| EXERCISE INPUTS |
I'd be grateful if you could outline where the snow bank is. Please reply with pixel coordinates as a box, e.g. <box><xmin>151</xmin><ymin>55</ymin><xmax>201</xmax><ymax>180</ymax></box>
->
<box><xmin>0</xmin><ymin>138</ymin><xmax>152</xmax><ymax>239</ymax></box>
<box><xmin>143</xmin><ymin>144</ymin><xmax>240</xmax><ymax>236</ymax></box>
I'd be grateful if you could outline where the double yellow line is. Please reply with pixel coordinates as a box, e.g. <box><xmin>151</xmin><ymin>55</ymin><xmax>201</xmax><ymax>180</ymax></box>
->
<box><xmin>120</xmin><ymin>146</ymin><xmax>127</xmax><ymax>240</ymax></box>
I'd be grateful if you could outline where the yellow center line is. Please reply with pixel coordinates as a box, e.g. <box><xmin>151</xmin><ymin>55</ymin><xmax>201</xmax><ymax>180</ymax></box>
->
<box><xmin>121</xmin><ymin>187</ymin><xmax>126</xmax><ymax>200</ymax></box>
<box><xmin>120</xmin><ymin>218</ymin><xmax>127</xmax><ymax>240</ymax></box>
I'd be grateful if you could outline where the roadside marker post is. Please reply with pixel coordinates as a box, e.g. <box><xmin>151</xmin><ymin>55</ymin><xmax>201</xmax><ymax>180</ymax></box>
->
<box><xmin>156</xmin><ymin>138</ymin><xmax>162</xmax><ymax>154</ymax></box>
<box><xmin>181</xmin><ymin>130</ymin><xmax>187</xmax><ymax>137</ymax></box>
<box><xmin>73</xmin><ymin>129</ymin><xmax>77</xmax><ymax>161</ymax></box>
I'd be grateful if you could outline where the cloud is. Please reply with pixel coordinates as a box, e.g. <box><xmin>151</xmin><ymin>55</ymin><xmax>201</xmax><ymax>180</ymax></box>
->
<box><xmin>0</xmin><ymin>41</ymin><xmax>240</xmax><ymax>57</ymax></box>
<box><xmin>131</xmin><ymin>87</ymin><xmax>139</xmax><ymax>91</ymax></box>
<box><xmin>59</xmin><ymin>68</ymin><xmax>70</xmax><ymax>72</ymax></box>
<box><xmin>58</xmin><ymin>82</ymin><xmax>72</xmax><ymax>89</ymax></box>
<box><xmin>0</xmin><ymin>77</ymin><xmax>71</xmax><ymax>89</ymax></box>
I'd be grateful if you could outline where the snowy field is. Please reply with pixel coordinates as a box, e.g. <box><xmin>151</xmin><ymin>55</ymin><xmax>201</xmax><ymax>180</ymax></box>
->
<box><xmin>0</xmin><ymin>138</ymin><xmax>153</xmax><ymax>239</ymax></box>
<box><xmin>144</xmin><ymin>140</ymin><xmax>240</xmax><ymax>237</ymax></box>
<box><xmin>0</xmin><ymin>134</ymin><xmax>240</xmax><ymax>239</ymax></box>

| EXERCISE BRIEF |
Please copy everything from the line containing "I'd be grateful if you could outline where the yellow" down to the end of the entries, word for word.

| EXERCISE RESULT |
I'd be grateful if you could outline where the yellow center line is. Please reply with pixel coordinates as a box, e.g. <box><xmin>151</xmin><ymin>55</ymin><xmax>201</xmax><ymax>180</ymax></box>
->
<box><xmin>121</xmin><ymin>187</ymin><xmax>126</xmax><ymax>200</ymax></box>
<box><xmin>120</xmin><ymin>218</ymin><xmax>127</xmax><ymax>240</ymax></box>
I'd be grateful if you could outline where the roadside marker post is. Please reply with pixel coordinates as a box, e.g. <box><xmin>151</xmin><ymin>55</ymin><xmax>201</xmax><ymax>180</ymax></box>
->
<box><xmin>156</xmin><ymin>138</ymin><xmax>162</xmax><ymax>154</ymax></box>
<box><xmin>181</xmin><ymin>130</ymin><xmax>187</xmax><ymax>137</ymax></box>
<box><xmin>73</xmin><ymin>129</ymin><xmax>77</xmax><ymax>161</ymax></box>
I'd be grateful if you could outline where the cloud is. Please reply with pixel coordinates as a box, e.g. <box><xmin>151</xmin><ymin>55</ymin><xmax>201</xmax><ymax>180</ymax></box>
->
<box><xmin>0</xmin><ymin>41</ymin><xmax>240</xmax><ymax>57</ymax></box>
<box><xmin>131</xmin><ymin>87</ymin><xmax>139</xmax><ymax>91</ymax></box>
<box><xmin>59</xmin><ymin>68</ymin><xmax>70</xmax><ymax>72</ymax></box>
<box><xmin>58</xmin><ymin>82</ymin><xmax>72</xmax><ymax>89</ymax></box>
<box><xmin>0</xmin><ymin>77</ymin><xmax>71</xmax><ymax>89</ymax></box>
I'd be grateful if you could outline where the snowy field is. Please reply with pixel coordinates as a box, e.g. <box><xmin>151</xmin><ymin>55</ymin><xmax>201</xmax><ymax>180</ymax></box>
->
<box><xmin>0</xmin><ymin>138</ymin><xmax>153</xmax><ymax>239</ymax></box>
<box><xmin>144</xmin><ymin>140</ymin><xmax>240</xmax><ymax>237</ymax></box>
<box><xmin>0</xmin><ymin>134</ymin><xmax>240</xmax><ymax>239</ymax></box>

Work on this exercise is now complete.